# [Record excerpts]
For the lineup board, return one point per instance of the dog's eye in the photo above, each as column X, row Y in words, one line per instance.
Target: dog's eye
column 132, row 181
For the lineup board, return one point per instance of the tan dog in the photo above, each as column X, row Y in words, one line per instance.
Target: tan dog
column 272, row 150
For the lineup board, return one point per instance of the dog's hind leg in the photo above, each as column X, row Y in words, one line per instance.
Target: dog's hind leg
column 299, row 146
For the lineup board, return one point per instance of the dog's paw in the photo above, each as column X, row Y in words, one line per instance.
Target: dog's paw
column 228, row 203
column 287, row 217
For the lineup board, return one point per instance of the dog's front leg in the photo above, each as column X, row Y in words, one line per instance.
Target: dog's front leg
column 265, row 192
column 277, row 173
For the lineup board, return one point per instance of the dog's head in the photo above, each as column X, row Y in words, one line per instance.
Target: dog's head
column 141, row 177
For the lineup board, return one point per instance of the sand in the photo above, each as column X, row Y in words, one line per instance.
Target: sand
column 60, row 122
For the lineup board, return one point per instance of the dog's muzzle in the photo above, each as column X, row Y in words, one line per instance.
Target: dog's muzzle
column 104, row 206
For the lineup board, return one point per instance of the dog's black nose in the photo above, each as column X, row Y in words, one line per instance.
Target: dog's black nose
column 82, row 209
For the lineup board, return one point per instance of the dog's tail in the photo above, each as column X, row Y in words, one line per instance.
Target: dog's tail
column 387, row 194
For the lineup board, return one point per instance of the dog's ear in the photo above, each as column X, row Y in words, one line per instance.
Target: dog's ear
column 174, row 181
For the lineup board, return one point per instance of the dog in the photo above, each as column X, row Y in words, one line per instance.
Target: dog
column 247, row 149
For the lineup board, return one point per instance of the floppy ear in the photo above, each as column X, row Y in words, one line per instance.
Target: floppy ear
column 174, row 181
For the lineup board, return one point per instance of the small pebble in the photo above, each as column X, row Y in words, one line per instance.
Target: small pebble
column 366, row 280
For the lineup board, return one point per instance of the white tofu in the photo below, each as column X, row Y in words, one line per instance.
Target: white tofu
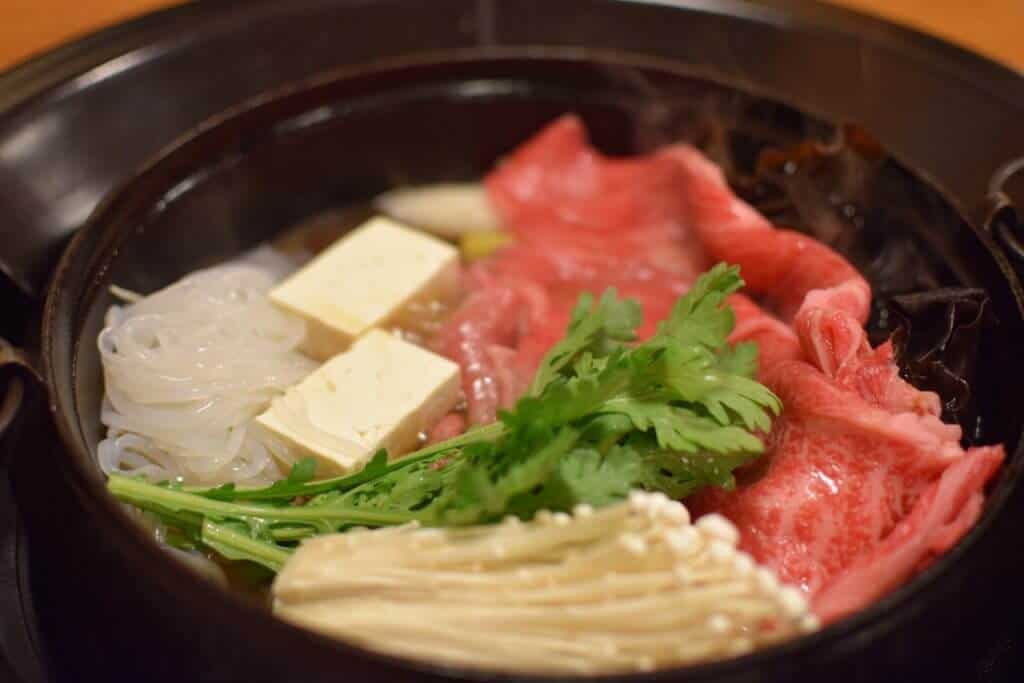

# [Problem description]
Report every line of the records that contains the word "black", copying each line in full, and treat uppercase and lowercase as different.

# [Answer to the exercise]
For the lineup board, return one point per instance of the dog's black nose in the photo above, each as column X, row Y in words, one line per instance.
Target: dog's black nose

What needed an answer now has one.